Please reproduce the full set of data below exactly.

(Collected data)
========================

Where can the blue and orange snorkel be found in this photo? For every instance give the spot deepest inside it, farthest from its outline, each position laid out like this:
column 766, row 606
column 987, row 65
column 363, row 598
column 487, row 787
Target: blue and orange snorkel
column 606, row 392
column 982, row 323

========================

** Exercise response **
Where can the blue and orange snorkel be found in this photo? For every instance give the spot deepest inside it, farthest from its outline, each position laid out like this:
column 766, row 606
column 987, row 65
column 363, row 598
column 487, row 787
Target: blue and orange snorkel
column 606, row 392
column 982, row 323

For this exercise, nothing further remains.